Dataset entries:

------------------------

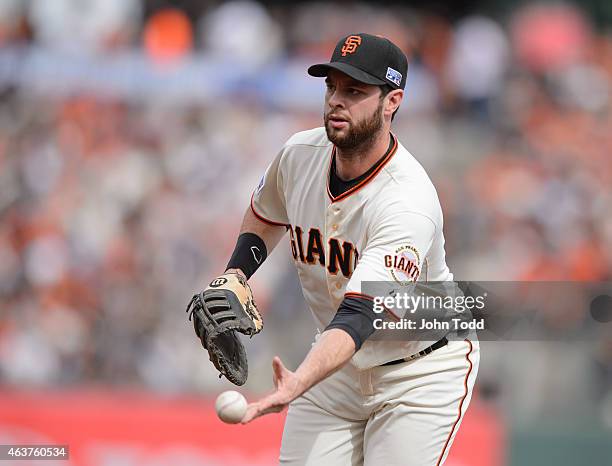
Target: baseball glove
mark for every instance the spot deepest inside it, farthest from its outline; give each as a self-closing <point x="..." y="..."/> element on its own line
<point x="225" y="307"/>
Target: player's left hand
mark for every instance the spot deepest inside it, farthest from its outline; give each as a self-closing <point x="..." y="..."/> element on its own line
<point x="287" y="386"/>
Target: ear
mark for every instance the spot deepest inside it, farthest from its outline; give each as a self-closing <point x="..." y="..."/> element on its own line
<point x="392" y="102"/>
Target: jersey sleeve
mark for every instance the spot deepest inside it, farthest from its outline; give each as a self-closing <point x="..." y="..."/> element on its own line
<point x="395" y="251"/>
<point x="268" y="200"/>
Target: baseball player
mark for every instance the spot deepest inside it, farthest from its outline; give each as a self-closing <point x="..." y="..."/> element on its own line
<point x="358" y="207"/>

------------------------

Exercise: Swap "Target" for "Object" everywhere in the entries above and reproduce them with nothing else altered. Leave the pictures out of your output.

Solution to this exercise:
Object: baseball glove
mark for every instance the spot deepest inside it, farthest from its outline; give each as a self-closing <point x="..." y="..."/> element on its own line
<point x="225" y="307"/>
Object: player's left hand
mark for every instance the spot deepest inside it, farthest from its outline; give each as a self-closing <point x="..." y="..."/> element on its own line
<point x="287" y="386"/>
Object: ear
mark for every instance the spot deepest inside it, farthest from its outline; give each as a self-closing <point x="..." y="..."/> element on its own line
<point x="392" y="102"/>
Object: jersey sleeve
mark for every instance the spot deepest inside it, farthest from its outline; give each as a self-closing <point x="..." y="..."/> element on its own line
<point x="395" y="251"/>
<point x="268" y="200"/>
Object: baseball player
mark for every instance the spot deepest inside it, farthest from its outline; give each as a self-closing <point x="..." y="..."/> element on its own line
<point x="358" y="207"/>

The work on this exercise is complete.